Extracted text »
Image by Stephen Bladwell: Golden plover on Moel y Gaseg Wen.

Turn your thoughts back. What were you doing and what was going on in 1999? For me it was a year where my music taste broadened dramatically, helped in no small part by going to my first proper festival and seeing the Red Hot Chilli Peppers live at Temple Newsom. Also, I remember seeing the Matrix in the cinema – yes that was 18 years ago! For me it was a year of independence where I started growing up. On Moel y Gaseg Wen that year, there was a pair of breeding golden plover, not too unusual given they were fairly widespread at that point. Sadly however, in the following four surveys from that point up until 2013 there were no breeding golden plover recorded on the site at all.

Prior to 2013 RSPB Cymru had started trying to solve the problem of golden plovers as a breeding bird in Wales. Having witnessed declines over a 20 year period of about 80% in some of their former strongholds, it was getting desperate and something needed to change. Our first project was to get work done on the ground involved Moel y Gaseg Wen and two other sites in North Wales Moors - one nearby on Hiraethog, and one on Ruabon moor. Breeding birds turned up on all three sites in the first year, immediately after cutting the blanket bog/dry heath over the winter season of 20113/14. Breeding plover have since turned up immediately after first management at five sites where there were none before.

List of tasks »
A – From the golden plover text, list the sites involved in RSPB Cymru's first project to get work done on the ground.
B – Copy the golden plover text from "Image by Stephen" to "site at all.".

Extracted records »
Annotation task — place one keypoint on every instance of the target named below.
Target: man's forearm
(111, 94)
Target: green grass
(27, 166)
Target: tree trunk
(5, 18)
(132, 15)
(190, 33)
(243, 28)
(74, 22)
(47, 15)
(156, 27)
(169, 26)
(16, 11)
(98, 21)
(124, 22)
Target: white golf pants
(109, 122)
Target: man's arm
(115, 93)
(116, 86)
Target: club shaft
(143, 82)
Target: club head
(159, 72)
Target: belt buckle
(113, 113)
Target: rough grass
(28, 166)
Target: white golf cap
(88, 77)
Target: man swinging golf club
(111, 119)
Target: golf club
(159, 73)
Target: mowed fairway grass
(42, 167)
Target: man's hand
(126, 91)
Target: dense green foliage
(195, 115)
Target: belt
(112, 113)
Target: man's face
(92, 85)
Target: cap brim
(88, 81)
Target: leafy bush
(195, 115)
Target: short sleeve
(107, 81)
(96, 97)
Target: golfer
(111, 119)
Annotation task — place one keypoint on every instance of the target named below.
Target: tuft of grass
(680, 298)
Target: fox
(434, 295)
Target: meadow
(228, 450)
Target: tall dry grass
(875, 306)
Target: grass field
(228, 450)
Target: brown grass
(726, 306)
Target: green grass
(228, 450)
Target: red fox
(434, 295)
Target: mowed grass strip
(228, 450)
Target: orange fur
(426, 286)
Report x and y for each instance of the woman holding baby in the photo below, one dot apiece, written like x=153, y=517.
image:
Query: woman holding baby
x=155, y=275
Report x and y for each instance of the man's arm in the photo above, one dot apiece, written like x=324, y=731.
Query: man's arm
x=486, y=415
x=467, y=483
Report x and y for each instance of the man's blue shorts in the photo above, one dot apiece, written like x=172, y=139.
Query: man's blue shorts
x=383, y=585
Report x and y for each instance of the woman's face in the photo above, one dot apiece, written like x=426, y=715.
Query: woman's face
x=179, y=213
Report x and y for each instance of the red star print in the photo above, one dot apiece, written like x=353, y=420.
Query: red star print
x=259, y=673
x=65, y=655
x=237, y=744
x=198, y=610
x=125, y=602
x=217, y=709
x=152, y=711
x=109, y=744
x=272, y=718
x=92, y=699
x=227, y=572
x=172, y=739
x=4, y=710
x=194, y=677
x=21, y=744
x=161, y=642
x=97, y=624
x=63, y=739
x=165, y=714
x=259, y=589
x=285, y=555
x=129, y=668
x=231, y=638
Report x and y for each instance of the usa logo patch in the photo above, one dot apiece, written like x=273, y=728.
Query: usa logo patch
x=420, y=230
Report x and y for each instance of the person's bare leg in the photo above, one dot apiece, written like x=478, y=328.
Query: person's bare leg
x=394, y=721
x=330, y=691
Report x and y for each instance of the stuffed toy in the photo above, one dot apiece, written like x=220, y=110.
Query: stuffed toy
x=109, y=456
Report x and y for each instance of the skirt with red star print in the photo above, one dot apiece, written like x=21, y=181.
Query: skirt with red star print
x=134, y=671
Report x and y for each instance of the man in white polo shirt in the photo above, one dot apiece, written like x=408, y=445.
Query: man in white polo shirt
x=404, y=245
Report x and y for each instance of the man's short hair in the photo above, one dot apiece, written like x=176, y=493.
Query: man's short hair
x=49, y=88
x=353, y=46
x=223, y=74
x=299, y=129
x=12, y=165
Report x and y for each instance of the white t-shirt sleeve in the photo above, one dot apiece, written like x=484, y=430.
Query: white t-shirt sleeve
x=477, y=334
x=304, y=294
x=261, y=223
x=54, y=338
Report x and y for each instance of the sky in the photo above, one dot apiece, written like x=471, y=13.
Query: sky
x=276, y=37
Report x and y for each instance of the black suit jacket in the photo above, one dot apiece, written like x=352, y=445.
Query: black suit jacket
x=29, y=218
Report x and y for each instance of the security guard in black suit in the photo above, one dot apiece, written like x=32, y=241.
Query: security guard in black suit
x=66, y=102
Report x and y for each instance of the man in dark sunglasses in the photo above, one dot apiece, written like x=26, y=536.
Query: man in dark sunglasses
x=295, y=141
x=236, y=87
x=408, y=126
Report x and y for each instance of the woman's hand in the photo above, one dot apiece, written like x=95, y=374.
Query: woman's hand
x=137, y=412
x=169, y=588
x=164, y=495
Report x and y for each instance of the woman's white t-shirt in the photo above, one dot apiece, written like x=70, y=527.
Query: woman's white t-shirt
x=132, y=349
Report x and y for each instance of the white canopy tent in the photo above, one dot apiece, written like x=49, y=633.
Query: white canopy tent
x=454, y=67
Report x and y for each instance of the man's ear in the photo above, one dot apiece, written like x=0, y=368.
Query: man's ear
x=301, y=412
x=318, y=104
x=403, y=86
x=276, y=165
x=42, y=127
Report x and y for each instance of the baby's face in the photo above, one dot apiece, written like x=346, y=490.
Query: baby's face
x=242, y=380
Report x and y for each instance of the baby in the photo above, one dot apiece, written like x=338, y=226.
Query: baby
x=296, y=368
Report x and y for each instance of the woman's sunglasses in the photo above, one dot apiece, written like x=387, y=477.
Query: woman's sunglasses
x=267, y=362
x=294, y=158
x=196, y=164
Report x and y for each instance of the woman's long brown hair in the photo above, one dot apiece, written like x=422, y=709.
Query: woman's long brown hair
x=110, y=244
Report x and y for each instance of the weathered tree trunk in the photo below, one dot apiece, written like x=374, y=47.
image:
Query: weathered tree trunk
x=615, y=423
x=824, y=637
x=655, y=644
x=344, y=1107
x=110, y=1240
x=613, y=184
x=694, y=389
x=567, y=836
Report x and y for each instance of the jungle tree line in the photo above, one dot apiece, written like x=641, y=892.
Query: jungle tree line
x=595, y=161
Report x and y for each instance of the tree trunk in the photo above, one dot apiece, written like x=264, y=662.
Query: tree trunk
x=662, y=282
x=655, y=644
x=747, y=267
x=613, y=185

Full solutions »
A – Moel y Gaseg Wen, a nearby site on Hiraethog, and a site on Ruabon moor

B –
Image by Stephen Bladwell: Golden plover on Moel y Gaseg Wen.

Turn your thoughts back. What were you doing and what was going on in 1999? For me it was a year where my music taste broadened dramatically, helped in no small part by going to my first proper festival and seeing the Red Hot Chilli Peppers live at Temple Newsom. Also, I remember seeing the Matrix in the cinema – yes that was 18 years ago! For me it was a year of independence where I started growing up. On Moel y Gaseg Wen that year, there was a pair of breeding golden plover, not too unusual given they were fairly widespread at that point. Sadly however, in the following four surveys from that point up until 2013 there were no breeding golden plover recorded on the site at all.